Stated goal :: Lay out every line of the entries below as a Markdown table with the columns "Row" and "Line", skipping blank lines and leaving out the pictures.

Materials provided ::
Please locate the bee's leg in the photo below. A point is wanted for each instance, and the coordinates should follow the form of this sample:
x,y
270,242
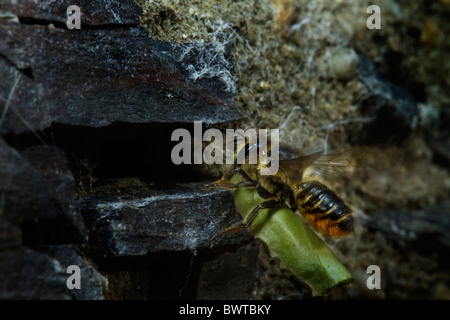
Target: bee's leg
x,y
224,182
240,226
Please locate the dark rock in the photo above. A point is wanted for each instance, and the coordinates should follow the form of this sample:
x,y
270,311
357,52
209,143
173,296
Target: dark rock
x,y
92,282
22,108
392,109
97,77
231,275
94,13
27,274
12,46
421,227
177,219
49,214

Task solution ::
| Row | Line |
|---|---|
| 1 | Please locate the bee's leg in the photo below. A point is wanted for each instance, and the coordinates should follow the form of this sample: |
| 2 | x,y |
| 3 | 270,242 |
| 4 | Target: bee's leg |
| 5 | x,y |
| 6 | 224,182 |
| 7 | 240,226 |
| 8 | Please locate the dark rock in the photo above. A point is wanted for each instance, and the coordinates should follow the form of this sample: |
| 9 | x,y |
| 10 | 270,311 |
| 11 | 357,52 |
| 12 | 209,143 |
| 13 | 173,296 |
| 14 | Target: dark rock |
| 15 | x,y |
| 16 | 92,282 |
| 17 | 22,108 |
| 18 | 392,109 |
| 19 | 97,77 |
| 20 | 231,275 |
| 21 | 94,13 |
| 22 | 27,274 |
| 23 | 12,46 |
| 24 | 421,227 |
| 25 | 177,219 |
| 26 | 49,214 |